◆ Direction ◆
Return the whole listing exactly as it stands.

....

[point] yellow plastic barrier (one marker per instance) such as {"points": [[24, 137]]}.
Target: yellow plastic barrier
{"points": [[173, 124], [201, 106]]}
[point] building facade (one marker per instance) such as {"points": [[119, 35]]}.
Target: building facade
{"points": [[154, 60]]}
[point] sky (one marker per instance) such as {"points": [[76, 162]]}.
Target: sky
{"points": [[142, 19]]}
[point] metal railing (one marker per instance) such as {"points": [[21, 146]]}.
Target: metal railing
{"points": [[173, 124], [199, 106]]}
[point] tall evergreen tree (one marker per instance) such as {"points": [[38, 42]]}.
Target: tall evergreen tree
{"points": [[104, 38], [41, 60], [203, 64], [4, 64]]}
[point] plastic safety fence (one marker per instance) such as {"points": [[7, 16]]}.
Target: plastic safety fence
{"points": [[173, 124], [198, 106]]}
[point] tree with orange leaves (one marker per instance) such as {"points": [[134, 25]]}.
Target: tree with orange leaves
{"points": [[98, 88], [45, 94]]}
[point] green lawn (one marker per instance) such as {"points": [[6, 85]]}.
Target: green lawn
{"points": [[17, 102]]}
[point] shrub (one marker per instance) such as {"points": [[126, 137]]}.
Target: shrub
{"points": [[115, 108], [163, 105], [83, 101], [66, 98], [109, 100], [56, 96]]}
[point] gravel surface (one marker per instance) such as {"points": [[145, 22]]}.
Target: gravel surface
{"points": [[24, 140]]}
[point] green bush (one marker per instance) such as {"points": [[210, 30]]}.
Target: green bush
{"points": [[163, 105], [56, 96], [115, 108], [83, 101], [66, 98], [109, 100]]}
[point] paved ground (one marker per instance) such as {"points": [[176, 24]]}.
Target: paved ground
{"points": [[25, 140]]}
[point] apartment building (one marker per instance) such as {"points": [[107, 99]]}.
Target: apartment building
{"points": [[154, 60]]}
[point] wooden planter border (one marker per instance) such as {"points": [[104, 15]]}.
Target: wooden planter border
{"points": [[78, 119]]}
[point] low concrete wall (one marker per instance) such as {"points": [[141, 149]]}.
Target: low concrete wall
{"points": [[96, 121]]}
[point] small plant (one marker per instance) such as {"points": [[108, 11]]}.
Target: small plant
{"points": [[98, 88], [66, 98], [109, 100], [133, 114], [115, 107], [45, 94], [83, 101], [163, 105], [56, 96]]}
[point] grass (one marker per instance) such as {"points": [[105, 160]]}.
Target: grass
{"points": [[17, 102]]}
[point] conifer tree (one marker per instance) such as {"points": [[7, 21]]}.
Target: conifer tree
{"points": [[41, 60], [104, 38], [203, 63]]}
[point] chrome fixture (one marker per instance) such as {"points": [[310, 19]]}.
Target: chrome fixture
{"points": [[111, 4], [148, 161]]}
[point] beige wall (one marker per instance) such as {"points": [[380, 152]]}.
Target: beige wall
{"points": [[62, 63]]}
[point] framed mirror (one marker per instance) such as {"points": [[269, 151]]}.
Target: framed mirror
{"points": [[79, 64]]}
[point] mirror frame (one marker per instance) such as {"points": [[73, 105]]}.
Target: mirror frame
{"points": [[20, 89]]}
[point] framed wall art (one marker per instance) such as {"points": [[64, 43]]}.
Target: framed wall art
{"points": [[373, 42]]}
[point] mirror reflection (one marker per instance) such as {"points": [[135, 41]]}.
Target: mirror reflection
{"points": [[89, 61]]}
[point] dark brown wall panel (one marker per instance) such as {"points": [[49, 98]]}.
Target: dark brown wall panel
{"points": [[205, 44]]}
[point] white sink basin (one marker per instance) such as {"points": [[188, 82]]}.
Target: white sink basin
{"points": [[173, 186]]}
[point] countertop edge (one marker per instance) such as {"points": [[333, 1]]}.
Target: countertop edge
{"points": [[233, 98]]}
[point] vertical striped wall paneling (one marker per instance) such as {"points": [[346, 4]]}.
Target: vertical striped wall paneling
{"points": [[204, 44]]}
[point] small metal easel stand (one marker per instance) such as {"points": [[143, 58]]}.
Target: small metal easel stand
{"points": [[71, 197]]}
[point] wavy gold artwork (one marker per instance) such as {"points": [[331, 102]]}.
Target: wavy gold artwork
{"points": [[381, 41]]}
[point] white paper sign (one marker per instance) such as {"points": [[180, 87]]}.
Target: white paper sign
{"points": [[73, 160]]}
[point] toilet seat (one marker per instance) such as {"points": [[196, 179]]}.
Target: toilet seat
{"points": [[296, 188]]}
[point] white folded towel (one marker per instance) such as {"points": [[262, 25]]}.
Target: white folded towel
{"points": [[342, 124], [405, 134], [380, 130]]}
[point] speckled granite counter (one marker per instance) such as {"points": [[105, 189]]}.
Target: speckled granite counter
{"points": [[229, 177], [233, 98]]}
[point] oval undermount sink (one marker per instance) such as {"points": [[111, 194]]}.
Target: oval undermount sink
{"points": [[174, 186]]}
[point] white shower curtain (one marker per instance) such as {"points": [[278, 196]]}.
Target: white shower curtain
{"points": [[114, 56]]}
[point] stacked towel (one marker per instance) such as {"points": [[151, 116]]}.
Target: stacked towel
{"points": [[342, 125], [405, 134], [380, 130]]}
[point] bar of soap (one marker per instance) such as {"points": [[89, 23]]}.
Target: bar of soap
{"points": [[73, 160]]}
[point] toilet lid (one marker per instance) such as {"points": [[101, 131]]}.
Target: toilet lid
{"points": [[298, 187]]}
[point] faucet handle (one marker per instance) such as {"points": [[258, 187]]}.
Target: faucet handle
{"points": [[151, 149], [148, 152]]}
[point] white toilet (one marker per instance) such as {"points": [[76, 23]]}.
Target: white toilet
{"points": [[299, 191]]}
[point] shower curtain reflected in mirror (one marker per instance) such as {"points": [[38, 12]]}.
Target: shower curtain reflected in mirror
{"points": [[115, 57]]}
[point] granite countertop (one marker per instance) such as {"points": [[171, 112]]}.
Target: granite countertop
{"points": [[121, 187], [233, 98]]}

....

◆ Solution to the problem ◆
[point] yellow plastic barrier (one marker per instance) such as {"points": [[24, 137]]}.
Target: yellow plastic barrier
{"points": [[173, 124], [201, 106]]}
[point] building facade (one marker per instance) such as {"points": [[119, 35]]}.
Target: building facade
{"points": [[154, 60]]}
[point] sky (one marker per instance) such as {"points": [[76, 162]]}.
Target: sky
{"points": [[142, 19]]}
[point] metal railing (one marker per instance) such as {"points": [[21, 146]]}.
Target: metal railing
{"points": [[173, 124], [199, 106]]}
[point] tall evergreen tree (one marker per instance) such as {"points": [[38, 42]]}.
Target: tall evergreen tree
{"points": [[104, 38], [41, 60], [203, 64], [4, 64]]}
[point] plastic safety fence (one marker per instance) such as {"points": [[7, 16]]}.
Target: plastic safety fence
{"points": [[173, 124], [198, 106]]}
[point] tree with orange leaves (one marker per instance) such as {"points": [[134, 25]]}.
Target: tree with orange leaves
{"points": [[98, 88], [45, 94]]}
[point] green lawn (one marker per instance) such as {"points": [[6, 85]]}.
Target: green lawn
{"points": [[17, 102]]}
[point] shrub (one marker per instance) such as {"points": [[126, 137]]}.
Target: shrub
{"points": [[115, 108], [163, 105], [83, 101], [66, 98], [109, 100], [56, 96]]}
[point] gravel surface (one marker per instance) such as {"points": [[145, 22]]}.
Target: gravel surface
{"points": [[24, 140]]}
[point] green bush (one marker per instance) such as {"points": [[210, 30]]}.
Target: green bush
{"points": [[163, 105], [56, 96], [115, 108], [83, 101], [66, 98], [109, 100]]}
[point] paved ground (one marker per instance) such as {"points": [[176, 24]]}.
Target: paved ground
{"points": [[25, 140]]}
[point] apartment building (one marker per instance) such as {"points": [[107, 99]]}.
Target: apartment building
{"points": [[154, 60]]}
[point] wooden planter border (one marker per instance) such as {"points": [[104, 15]]}.
Target: wooden planter border
{"points": [[78, 119]]}
[point] low concrete wall (one marker per instance) such as {"points": [[141, 149]]}.
Target: low concrete wall
{"points": [[96, 121]]}
[point] small plant (one marker per instance) such as {"points": [[108, 11]]}.
Target: small plant
{"points": [[98, 88], [66, 98], [109, 100], [133, 114], [115, 107], [45, 94], [83, 101], [163, 105], [56, 96]]}
[point] grass (one marker per instance) such as {"points": [[105, 160]]}.
Target: grass
{"points": [[17, 102]]}
[point] conifer tree (one marker per instance) such as {"points": [[7, 21]]}.
Target: conifer tree
{"points": [[41, 60], [104, 38], [203, 63]]}
[point] chrome fixture (one marker per instance) such as {"points": [[310, 19]]}.
Target: chrome fixture
{"points": [[111, 4], [148, 161]]}
[point] beige wall (one marker per instance) such as {"points": [[380, 152]]}.
Target: beige wall
{"points": [[62, 63]]}
[point] framed mirror (one marker per instance) such as {"points": [[269, 151]]}.
Target: framed mirror
{"points": [[79, 64]]}
[point] mirror frame (one marker per instance) such as {"points": [[73, 105]]}.
Target: mirror frame
{"points": [[20, 89]]}
[point] framed wall art (one marker per instance) such as {"points": [[64, 43]]}.
Target: framed wall art
{"points": [[373, 42]]}
[point] mirror reflection (one marker per instance) such as {"points": [[135, 41]]}.
Target: mirror reflection
{"points": [[89, 61]]}
[point] dark brown wall panel (one marker per instance) such as {"points": [[49, 98]]}.
Target: dark brown wall panel
{"points": [[205, 44]]}
[point] white sink basin (one marker per instance) such as {"points": [[188, 82]]}.
Target: white sink basin
{"points": [[173, 186]]}
[point] countertop edge (one marker per instance) such as {"points": [[333, 1]]}.
Target: countertop edge
{"points": [[233, 98]]}
[point] vertical striped wall paneling (one marker per instance) such as {"points": [[346, 4]]}.
Target: vertical striped wall paneling
{"points": [[204, 44]]}
[point] small metal easel stand (one marker per instance) such as {"points": [[143, 58]]}.
Target: small metal easel stand
{"points": [[71, 197]]}
[point] wavy gold artwork (one marker per instance) such as {"points": [[331, 102]]}.
Target: wavy gold artwork
{"points": [[381, 41]]}
[point] white paper sign (one marker per instance) such as {"points": [[180, 87]]}.
Target: white paper sign
{"points": [[73, 160]]}
[point] toilet seat (one marker per instance) such as {"points": [[196, 179]]}.
Target: toilet seat
{"points": [[296, 188]]}
[point] white folded towel (one marker per instance) such as {"points": [[262, 25]]}.
Target: white folded towel
{"points": [[342, 124], [405, 134], [380, 130]]}
[point] speckled granite counter (one marker per instance) such as {"points": [[105, 189]]}.
Target: speckled granite counter
{"points": [[229, 177], [233, 98]]}
[point] oval undermount sink (one marker per instance) such as {"points": [[111, 194]]}.
Target: oval undermount sink
{"points": [[174, 186]]}
[point] white shower curtain (one marker per instance) such as {"points": [[278, 196]]}.
Target: white shower curtain
{"points": [[114, 56]]}
[point] stacked towel (one marker per instance) such as {"points": [[151, 116]]}.
Target: stacked towel
{"points": [[342, 125], [405, 134], [380, 130]]}
[point] bar of soap (one marker per instance) such as {"points": [[89, 23]]}.
Target: bar of soap
{"points": [[73, 160]]}
[point] toilet lid (one marker per instance) such as {"points": [[101, 131]]}.
Target: toilet lid
{"points": [[298, 187]]}
[point] faucet handle (one marker per instance) such as {"points": [[258, 187]]}.
Target: faucet handle
{"points": [[151, 149], [148, 152]]}
[point] white toilet (one marker per instance) such as {"points": [[76, 23]]}.
Target: white toilet
{"points": [[299, 191]]}
[point] shower curtain reflected in mirror (one marker per instance) such as {"points": [[38, 12]]}.
Target: shower curtain reflected in mirror
{"points": [[115, 57]]}
[point] granite countertop (one marker per instance) such as {"points": [[171, 112]]}.
Target: granite countertop
{"points": [[121, 187], [233, 98]]}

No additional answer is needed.